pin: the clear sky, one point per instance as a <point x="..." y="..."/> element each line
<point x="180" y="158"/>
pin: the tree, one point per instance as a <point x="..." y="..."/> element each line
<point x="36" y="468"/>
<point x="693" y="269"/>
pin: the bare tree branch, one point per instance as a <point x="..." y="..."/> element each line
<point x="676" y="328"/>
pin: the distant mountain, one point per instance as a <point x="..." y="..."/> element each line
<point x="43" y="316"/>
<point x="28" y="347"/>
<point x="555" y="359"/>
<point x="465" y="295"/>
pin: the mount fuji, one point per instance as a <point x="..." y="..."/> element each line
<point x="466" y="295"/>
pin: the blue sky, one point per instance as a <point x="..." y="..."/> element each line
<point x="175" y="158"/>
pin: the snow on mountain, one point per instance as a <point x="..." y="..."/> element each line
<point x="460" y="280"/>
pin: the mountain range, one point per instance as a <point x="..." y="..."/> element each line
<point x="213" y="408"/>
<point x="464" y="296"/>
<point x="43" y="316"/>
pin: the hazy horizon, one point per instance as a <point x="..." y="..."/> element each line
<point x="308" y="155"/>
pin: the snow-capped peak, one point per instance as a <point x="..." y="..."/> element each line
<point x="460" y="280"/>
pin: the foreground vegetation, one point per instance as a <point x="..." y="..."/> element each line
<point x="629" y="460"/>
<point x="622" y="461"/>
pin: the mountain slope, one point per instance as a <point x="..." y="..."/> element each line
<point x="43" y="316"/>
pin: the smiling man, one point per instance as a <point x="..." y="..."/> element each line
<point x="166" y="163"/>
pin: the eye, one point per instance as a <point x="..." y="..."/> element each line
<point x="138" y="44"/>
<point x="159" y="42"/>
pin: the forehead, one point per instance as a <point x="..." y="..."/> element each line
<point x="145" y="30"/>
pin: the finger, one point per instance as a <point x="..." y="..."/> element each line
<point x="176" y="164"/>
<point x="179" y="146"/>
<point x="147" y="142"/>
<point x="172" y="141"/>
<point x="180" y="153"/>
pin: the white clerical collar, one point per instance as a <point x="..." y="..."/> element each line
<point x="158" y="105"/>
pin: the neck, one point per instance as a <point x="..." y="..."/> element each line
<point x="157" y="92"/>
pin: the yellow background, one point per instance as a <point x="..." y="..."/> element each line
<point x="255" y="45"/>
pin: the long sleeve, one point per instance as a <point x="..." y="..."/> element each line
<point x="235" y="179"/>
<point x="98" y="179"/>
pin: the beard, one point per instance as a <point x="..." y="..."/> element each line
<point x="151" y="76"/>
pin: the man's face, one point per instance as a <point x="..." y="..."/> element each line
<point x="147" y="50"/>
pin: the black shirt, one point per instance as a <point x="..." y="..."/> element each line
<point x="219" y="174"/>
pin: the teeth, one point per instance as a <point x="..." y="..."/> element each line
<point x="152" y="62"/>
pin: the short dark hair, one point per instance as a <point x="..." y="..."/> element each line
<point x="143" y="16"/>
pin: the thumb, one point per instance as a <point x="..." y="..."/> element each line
*-*-*
THE EXERCISE: Reproduce all data above, unchanged.

COMPLETE RESPONSE:
pin: the clear sky, one point per instance as a <point x="..." y="..."/> element each line
<point x="180" y="158"/>
pin: the tree, one point per instance as a <point x="..." y="..."/> element each line
<point x="36" y="468"/>
<point x="693" y="269"/>
pin: the bare tree branch, one point per instance as a <point x="..." y="..."/> element each line
<point x="676" y="328"/>
pin: the distant mountain, one point per instance as a <point x="..." y="..."/> element each line
<point x="43" y="316"/>
<point x="28" y="347"/>
<point x="555" y="359"/>
<point x="465" y="295"/>
pin: the mount fuji, one point per instance as a <point x="..." y="..."/> element each line
<point x="466" y="295"/>
pin: the blue sky, one point per instance as a <point x="..." y="..."/> element each line
<point x="175" y="158"/>
pin: the snow on mountain, one point per instance as a <point x="..." y="..."/> element each line
<point x="460" y="280"/>
pin: the mountain range, one point per instance as a <point x="..." y="..."/> element each line
<point x="213" y="408"/>
<point x="464" y="296"/>
<point x="43" y="316"/>
pin: the hazy horizon, one point per instance as a <point x="..." y="..."/> element each line
<point x="308" y="155"/>
pin: the snow-capped peak, one point per instance as a <point x="..." y="..."/> element each line
<point x="460" y="280"/>
pin: the foreground vegetation, one point per instance as a <point x="..." y="..."/> element each line
<point x="629" y="460"/>
<point x="622" y="461"/>
pin: the mountain slope, one point per instance as a <point x="..." y="..."/> element each line
<point x="43" y="316"/>
pin: the smiling man, one point per instance as a <point x="..." y="..."/> element each line
<point x="166" y="163"/>
pin: the eye, one point per instance as a <point x="..." y="..."/> element each line
<point x="138" y="44"/>
<point x="159" y="42"/>
pin: the forehead, one point per instance as a <point x="..." y="..."/> element each line
<point x="145" y="30"/>
pin: the finger, one point per instance as a <point x="..." y="..."/> element each line
<point x="176" y="164"/>
<point x="179" y="146"/>
<point x="147" y="142"/>
<point x="172" y="141"/>
<point x="180" y="153"/>
pin: the white clerical collar, one point per instance as a <point x="..." y="..."/> element each line
<point x="158" y="105"/>
pin: the neck, one point per instance as a <point x="..." y="..."/> element each line
<point x="157" y="92"/>
pin: the yellow background, one point per instance as a <point x="..." y="..."/> element each line
<point x="255" y="45"/>
pin: the long sleeve, one point per instance as a <point x="..." y="..."/> element each line
<point x="235" y="179"/>
<point x="98" y="179"/>
pin: the beard, one point per instance as a <point x="..." y="..."/> element each line
<point x="151" y="76"/>
pin: the man's face, one point per instance as a <point x="..." y="..."/> element each line
<point x="147" y="50"/>
pin: the black shirt, one point per instance as a <point x="..." y="..."/> element each line
<point x="219" y="174"/>
pin: the teeth, one point per instance as a <point x="..." y="..."/> element each line
<point x="152" y="62"/>
pin: the short dark hair, one point per instance as a <point x="..." y="..."/> element each line
<point x="143" y="16"/>
pin: the thumb, one point per instance as a <point x="..." y="..."/> element each line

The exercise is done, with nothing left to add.